[Entries on locating named things]

--- Start ---

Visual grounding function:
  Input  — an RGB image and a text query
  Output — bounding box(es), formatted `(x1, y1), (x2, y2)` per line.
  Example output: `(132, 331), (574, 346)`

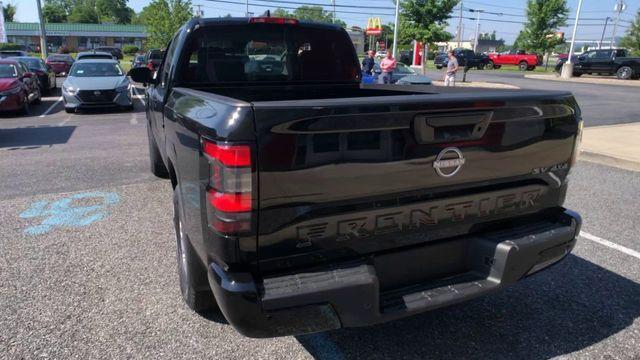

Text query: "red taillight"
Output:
(202, 139), (253, 234)
(207, 193), (251, 212)
(204, 141), (251, 167)
(249, 17), (298, 25)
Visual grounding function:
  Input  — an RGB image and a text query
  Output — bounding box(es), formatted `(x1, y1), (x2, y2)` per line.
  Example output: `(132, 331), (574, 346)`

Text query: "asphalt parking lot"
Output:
(0, 73), (640, 359)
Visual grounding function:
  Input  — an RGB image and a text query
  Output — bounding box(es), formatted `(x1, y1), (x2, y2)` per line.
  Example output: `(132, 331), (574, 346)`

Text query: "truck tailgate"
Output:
(253, 92), (580, 272)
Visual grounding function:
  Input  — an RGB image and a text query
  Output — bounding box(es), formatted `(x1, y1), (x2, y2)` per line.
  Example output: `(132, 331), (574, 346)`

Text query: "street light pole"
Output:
(36, 0), (47, 59)
(610, 0), (627, 49)
(598, 16), (611, 49)
(393, 0), (400, 58)
(458, 1), (464, 48)
(561, 0), (582, 79)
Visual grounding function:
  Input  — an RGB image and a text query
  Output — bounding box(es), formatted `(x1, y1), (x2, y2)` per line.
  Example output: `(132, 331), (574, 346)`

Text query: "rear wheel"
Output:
(518, 61), (529, 71)
(616, 66), (633, 80)
(147, 124), (169, 179)
(173, 191), (217, 312)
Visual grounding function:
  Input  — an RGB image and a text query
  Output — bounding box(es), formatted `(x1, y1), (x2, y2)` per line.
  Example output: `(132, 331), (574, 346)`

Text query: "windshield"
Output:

--- End ---

__BRIEF__:
Duplicate every line of the listing above word for word, leaving out the pictures.

__WRITTEN SOLUTION__:
Visual grounding function:
  Input  — an RGB image and a text query
  Output — bounding box(es), formatted `(x1, y1), (x2, y2)` per line.
  Example output: `(132, 331), (574, 346)`


Text query: "red taillight"
Output:
(202, 139), (253, 234)
(207, 193), (251, 212)
(204, 141), (251, 167)
(249, 17), (298, 25)
Visual grounding function:
  Input  — an RGB image and a text query
  Output — bounding box(es), formatted `(x1, y1), (x2, y2)` per line.
  Example output: `(132, 331), (574, 346)`

Text query: "asphalt parking lot"
Output:
(0, 73), (640, 359)
Visual grounding function:
  Input  — an RGB image and a text query
  Output — bounding box(es), formatted `(x1, y1), (x2, y2)` per line.
  Example output: `(132, 331), (574, 346)`

Text query: "truck tailgate"
Output:
(253, 92), (580, 272)
Visual grounding function:
  Input  — an RGB image and a text query
  Output — bounding box(es), formatted `(x1, y1), (x2, y2)` per line.
  Example output: `(132, 331), (574, 346)`

Text query: "street light pole"
Output:
(36, 0), (47, 59)
(610, 0), (627, 49)
(598, 16), (611, 49)
(393, 0), (400, 58)
(458, 1), (464, 48)
(561, 0), (582, 79)
Visual grounding function:
  Input  — an RGB image and a text query
  Output — bounding box(es), formatted `(x1, y1), (x2, y2)` per line.
  Example output: `(132, 331), (574, 346)`

Text query: "rear wheel"
Output:
(518, 61), (529, 71)
(616, 66), (633, 80)
(147, 124), (169, 179)
(173, 191), (217, 312)
Visual grounding function:
  Input  — an RGB image and a text query
  Output — bounding box(es), formatted `(x1, y1), (x2, y2)` per line.
  Example output: `(132, 331), (574, 346)`

Text query: "windshield"
Output:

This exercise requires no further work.